→ **Exercise goal**: Each line below that includes the word "before" is to be reported.

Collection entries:
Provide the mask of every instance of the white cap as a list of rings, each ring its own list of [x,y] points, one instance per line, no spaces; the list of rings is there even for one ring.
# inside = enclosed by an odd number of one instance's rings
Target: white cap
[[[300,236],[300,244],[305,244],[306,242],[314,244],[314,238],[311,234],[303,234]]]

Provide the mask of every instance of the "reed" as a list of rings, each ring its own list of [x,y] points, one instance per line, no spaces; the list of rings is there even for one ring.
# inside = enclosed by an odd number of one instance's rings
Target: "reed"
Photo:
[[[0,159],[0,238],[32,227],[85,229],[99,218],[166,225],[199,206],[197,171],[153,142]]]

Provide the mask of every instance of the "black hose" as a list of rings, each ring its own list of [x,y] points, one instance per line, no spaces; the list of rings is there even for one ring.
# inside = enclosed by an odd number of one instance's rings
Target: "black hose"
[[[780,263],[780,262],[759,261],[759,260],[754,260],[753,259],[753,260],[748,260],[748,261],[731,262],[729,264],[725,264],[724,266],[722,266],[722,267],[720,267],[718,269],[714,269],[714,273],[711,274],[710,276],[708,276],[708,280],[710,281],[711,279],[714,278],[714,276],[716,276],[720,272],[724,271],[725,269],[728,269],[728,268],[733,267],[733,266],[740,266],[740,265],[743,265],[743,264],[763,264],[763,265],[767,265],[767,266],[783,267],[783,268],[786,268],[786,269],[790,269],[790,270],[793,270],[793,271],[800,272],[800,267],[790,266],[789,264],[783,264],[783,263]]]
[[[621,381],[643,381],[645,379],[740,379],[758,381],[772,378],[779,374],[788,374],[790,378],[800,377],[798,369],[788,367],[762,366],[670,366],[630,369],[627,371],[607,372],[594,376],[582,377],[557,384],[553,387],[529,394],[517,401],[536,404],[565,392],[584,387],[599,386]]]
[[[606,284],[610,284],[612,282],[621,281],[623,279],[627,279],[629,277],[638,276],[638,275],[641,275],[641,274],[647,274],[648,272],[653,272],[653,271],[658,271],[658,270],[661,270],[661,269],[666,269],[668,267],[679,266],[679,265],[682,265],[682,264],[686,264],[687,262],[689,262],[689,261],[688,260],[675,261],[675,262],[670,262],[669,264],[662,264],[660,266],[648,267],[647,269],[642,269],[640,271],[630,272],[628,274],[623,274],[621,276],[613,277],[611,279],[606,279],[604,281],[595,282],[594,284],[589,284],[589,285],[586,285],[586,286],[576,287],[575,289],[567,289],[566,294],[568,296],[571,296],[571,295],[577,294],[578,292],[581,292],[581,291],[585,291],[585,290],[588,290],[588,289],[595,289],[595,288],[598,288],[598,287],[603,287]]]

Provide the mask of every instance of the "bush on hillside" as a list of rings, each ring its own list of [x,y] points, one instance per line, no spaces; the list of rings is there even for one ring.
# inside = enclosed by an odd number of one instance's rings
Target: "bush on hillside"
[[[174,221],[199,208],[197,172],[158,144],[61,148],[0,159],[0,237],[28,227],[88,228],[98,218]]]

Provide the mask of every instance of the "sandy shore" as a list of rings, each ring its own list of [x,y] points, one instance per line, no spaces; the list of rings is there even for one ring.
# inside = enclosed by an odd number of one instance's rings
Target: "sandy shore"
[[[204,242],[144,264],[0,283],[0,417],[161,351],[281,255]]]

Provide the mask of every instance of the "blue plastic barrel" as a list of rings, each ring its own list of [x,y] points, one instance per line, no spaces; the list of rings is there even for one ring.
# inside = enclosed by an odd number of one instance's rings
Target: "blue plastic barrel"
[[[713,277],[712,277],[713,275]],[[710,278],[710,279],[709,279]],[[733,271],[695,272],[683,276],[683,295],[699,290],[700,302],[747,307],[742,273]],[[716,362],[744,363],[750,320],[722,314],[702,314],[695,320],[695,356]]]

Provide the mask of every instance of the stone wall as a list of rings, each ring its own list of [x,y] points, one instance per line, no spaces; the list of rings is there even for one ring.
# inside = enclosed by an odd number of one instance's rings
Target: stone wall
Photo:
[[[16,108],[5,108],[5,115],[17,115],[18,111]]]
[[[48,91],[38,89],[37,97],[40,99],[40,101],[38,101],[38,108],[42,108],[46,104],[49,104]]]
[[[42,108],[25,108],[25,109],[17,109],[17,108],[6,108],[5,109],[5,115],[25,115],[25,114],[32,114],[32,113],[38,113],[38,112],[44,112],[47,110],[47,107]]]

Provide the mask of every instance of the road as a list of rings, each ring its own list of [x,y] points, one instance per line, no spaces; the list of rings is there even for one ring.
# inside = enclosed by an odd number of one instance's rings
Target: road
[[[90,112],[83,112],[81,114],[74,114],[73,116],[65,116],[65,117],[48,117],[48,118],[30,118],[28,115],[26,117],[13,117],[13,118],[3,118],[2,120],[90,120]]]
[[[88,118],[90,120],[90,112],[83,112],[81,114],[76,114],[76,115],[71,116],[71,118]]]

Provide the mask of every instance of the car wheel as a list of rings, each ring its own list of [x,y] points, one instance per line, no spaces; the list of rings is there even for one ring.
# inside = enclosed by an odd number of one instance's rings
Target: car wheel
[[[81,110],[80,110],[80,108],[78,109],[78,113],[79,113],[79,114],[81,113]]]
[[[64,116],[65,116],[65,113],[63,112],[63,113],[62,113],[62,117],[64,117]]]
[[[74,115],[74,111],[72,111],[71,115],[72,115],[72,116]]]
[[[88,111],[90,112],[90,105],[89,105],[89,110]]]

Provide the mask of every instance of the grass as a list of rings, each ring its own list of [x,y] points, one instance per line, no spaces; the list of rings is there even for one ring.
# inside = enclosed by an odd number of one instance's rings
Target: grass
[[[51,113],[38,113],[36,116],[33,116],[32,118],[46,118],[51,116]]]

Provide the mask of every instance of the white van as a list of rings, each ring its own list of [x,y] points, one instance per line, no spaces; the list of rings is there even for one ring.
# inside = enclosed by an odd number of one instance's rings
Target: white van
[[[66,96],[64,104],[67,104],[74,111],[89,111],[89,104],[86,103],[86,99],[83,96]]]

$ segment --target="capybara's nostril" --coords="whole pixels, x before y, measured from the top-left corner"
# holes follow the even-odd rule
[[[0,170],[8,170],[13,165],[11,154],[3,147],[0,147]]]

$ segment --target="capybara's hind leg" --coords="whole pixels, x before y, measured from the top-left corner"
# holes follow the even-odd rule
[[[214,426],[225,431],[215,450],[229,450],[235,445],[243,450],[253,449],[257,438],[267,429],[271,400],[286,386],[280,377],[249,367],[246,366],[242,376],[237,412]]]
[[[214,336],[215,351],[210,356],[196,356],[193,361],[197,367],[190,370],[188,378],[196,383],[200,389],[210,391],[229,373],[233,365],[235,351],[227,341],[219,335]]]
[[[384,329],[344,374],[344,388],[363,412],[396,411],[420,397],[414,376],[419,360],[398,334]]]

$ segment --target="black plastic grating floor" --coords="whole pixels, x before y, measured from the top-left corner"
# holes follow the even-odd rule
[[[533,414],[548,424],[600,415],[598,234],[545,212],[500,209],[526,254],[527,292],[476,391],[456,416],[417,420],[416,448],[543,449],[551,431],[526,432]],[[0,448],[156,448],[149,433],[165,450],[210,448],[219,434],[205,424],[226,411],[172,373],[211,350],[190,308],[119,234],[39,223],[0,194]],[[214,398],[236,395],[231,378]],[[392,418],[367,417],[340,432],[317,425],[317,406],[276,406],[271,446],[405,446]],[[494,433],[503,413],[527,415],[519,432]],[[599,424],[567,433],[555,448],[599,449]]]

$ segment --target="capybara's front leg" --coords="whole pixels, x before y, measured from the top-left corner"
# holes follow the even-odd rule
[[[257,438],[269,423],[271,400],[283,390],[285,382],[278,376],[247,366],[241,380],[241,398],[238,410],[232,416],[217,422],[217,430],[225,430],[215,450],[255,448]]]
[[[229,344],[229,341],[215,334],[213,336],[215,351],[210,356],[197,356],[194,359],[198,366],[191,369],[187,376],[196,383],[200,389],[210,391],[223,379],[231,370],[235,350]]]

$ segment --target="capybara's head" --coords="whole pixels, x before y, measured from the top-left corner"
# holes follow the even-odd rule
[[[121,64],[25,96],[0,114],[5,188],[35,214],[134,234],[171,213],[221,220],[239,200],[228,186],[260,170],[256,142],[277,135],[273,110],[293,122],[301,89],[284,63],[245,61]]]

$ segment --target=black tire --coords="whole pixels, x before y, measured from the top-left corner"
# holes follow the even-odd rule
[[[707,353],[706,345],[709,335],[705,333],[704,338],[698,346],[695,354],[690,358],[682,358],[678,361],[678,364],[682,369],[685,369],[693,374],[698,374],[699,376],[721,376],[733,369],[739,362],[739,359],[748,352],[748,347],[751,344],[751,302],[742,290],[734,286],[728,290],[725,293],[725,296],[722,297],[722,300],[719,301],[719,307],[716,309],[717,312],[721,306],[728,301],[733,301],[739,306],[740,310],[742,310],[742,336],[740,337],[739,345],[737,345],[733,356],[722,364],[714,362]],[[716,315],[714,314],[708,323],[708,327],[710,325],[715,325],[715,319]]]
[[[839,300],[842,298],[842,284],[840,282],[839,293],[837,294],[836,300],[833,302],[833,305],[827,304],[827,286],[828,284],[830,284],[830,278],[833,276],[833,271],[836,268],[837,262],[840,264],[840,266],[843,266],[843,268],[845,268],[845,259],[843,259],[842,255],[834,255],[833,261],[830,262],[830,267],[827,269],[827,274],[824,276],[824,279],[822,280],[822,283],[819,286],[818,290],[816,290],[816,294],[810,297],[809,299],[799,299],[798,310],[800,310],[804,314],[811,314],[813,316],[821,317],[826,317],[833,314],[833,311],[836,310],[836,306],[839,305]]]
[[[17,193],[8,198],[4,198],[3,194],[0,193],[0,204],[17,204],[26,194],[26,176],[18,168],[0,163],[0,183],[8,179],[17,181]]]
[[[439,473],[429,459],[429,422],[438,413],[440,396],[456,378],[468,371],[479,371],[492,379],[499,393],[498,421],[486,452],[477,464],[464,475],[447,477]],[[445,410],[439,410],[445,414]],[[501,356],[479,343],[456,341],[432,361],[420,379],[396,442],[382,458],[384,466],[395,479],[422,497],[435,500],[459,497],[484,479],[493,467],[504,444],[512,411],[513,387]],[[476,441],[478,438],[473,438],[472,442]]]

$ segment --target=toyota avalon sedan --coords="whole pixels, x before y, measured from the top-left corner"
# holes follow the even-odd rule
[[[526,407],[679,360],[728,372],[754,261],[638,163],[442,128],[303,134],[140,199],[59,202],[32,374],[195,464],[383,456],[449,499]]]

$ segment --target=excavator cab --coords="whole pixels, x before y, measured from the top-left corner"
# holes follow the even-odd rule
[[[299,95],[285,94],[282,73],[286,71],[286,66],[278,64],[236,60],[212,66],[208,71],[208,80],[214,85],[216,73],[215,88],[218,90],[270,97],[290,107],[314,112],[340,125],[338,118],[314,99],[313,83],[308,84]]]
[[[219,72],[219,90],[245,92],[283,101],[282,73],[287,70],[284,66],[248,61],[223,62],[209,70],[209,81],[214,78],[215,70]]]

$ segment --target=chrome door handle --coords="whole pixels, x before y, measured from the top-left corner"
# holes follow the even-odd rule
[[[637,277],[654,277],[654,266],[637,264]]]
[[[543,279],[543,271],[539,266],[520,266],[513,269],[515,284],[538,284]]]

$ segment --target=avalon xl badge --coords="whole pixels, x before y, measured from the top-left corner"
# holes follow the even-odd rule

→ **Task solution**:
$ segment --target="capybara's nostril" --coords="whole pixels, x before y, measured from the top-left corner"
$ segment --target="capybara's hind leg" --coords="whole pixels, x before y, measured from the top-left corner"
$ segment --target="black plastic grating floor" --coords="whole pixels, x before y, measured from the top-left corner"
$ segment --target="capybara's front leg" --coords="whole pixels, x before y, measured from the top-left corner"
$ segment --target="capybara's head" --coords="whole pixels, x before y, measured from the top-left corner"
$ segment --target=black tire --coords="whole pixels, x before y, measured from the top-left corner"
$ segment --target=toyota avalon sedan --coords="whole pixels, x before y, measured from the top-left corner"
$ segment --target=excavator cab --coords="whole pixels, x before y, measured from the top-left corner"
$ segment --target=chrome door handle --coords="whole pixels, x before y, measured from the top-left corner"
$ segment --target=avalon xl badge --coords="whole pixels, x before y, measured from the top-left corner"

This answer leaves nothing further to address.